#### Stated problem a:
Answer these questions about the text on the house:
(i) Which room is the largest in the building, and what are its measurements?
(ii) What was room 36 used for?
(iii) In the 180's, where was the new internal staircase (32) built?

The main entrance was on the west side (vestibule 28). There was a secondary entrance from the south, from Via di Diana (corridor 37). The rooms are arranged around an L-shaped corridor (29-30) and a courtyard without a roof (26). From the courtyard the garden could be accessed. At the level of the first upper floor the courtyard was surrounded by windows. The courtyard is flanked by two main, representative rooms (25 and 27). Both are two stories high, circa 6 metres. Room 27 is the largest room in the building: 6.75 x 8.75 metres. Most of the first upper floor belonged to the domus, and could be reached along a wooden staircase in room 41. An external staircase with travertine steps (38) led to the other stories. Room 36, on the corner of Via di Diana and Via dei Dipinti, was a shop. There was another small shop or little chapel on Via di Diana (39).
Plan of the houses in the block, Hadrianic phase.
Ground floor (top) and first floor (bottom).
North is to the left. DeLaine 1995, fig. 5,2.
In the 180's modifications took place. The door in the back of vestibule 37 was blocked, and shop 36 could now no longer be accessed from the domus. At the east end of corridor 29-30 a new, small room was created (31). Rooms 40 and 41 became independent shops. In the north part of 41 a new internal staircase was built (32). A wide passage in the south wall of courtyard 26 was blocked, as were the windows in the courtyard at the level of the first floor. The door between rooms 24 and 25 was blocked; room 24 was from now on only accessible through a new doorway in vestibule 28.

#### Stated problem b:
Count the lines of the entries that contain the string "like", with case counting, and give only the number.

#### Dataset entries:

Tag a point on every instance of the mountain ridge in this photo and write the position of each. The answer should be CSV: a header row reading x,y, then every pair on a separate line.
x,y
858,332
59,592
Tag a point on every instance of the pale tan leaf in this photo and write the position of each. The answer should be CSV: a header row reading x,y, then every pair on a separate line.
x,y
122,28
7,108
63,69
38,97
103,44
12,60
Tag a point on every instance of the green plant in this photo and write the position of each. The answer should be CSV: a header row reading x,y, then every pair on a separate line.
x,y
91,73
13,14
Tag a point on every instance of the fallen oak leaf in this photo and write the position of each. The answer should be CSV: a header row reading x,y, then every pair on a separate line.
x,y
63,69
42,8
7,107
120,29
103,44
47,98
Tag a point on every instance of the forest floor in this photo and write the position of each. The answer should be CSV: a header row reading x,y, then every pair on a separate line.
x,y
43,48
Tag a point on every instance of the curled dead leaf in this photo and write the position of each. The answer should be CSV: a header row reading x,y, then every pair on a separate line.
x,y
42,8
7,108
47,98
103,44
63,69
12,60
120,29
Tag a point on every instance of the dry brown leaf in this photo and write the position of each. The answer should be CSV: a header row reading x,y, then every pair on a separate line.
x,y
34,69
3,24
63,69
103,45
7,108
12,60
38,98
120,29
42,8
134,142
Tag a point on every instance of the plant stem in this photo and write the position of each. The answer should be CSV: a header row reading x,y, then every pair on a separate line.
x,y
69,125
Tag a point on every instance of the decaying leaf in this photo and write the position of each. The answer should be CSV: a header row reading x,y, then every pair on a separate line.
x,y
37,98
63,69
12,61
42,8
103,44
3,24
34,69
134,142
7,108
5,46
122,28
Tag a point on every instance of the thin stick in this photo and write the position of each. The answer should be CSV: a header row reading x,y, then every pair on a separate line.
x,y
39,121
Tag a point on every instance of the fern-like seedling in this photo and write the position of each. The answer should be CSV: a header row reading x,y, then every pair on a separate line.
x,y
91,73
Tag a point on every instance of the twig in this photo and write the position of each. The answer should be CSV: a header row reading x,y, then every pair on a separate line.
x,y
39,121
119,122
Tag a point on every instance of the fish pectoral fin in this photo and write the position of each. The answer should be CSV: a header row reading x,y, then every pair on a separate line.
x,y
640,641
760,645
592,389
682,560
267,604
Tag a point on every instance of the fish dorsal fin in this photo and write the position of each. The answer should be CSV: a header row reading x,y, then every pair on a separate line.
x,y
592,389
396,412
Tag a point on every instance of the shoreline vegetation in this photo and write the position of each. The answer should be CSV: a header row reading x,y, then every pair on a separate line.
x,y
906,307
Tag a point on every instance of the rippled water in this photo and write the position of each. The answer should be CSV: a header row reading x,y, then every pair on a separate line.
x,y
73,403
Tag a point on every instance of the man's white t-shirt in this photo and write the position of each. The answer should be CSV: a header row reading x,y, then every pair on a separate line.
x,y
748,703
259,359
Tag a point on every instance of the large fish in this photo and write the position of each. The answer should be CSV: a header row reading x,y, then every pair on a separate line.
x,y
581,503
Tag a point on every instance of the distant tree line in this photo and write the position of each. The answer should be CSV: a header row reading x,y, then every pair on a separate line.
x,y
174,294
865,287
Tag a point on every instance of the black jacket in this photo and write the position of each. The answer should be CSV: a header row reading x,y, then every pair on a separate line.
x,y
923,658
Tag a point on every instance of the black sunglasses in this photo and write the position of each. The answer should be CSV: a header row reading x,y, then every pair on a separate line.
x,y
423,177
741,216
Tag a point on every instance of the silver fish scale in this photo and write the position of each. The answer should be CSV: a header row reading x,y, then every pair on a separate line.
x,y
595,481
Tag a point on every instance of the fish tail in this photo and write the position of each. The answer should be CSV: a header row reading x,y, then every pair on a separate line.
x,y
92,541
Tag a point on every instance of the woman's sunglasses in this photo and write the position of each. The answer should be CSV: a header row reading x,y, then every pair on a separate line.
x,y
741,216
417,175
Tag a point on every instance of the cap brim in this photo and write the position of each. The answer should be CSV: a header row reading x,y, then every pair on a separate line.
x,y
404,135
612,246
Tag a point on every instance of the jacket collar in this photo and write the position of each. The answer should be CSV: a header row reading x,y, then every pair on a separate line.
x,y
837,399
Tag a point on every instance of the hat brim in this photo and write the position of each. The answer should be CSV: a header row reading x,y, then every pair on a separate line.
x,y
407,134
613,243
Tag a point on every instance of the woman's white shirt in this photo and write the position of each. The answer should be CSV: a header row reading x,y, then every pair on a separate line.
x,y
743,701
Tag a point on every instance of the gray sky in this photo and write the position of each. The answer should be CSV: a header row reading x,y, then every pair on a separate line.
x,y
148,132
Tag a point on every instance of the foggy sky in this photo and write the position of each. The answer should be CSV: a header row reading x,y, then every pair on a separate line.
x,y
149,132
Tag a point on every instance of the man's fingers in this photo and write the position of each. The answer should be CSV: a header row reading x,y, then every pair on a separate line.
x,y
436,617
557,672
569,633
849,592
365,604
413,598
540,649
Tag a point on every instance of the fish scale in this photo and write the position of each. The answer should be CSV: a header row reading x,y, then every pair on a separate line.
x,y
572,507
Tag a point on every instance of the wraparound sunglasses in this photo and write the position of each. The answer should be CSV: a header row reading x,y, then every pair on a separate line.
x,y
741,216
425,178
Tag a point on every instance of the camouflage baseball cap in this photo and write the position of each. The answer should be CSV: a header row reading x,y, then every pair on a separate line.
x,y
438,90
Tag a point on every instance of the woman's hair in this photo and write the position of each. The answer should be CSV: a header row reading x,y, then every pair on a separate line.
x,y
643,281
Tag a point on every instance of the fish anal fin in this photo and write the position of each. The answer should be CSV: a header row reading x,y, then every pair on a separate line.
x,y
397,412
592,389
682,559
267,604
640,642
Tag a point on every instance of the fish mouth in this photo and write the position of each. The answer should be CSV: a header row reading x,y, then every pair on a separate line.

#### Final answer a:
(i) Room 27, measuring 6.75 x 8.75 metres.
(ii) It was a shop.
(iii) In the north part of room 41.

#### Final answer b:
1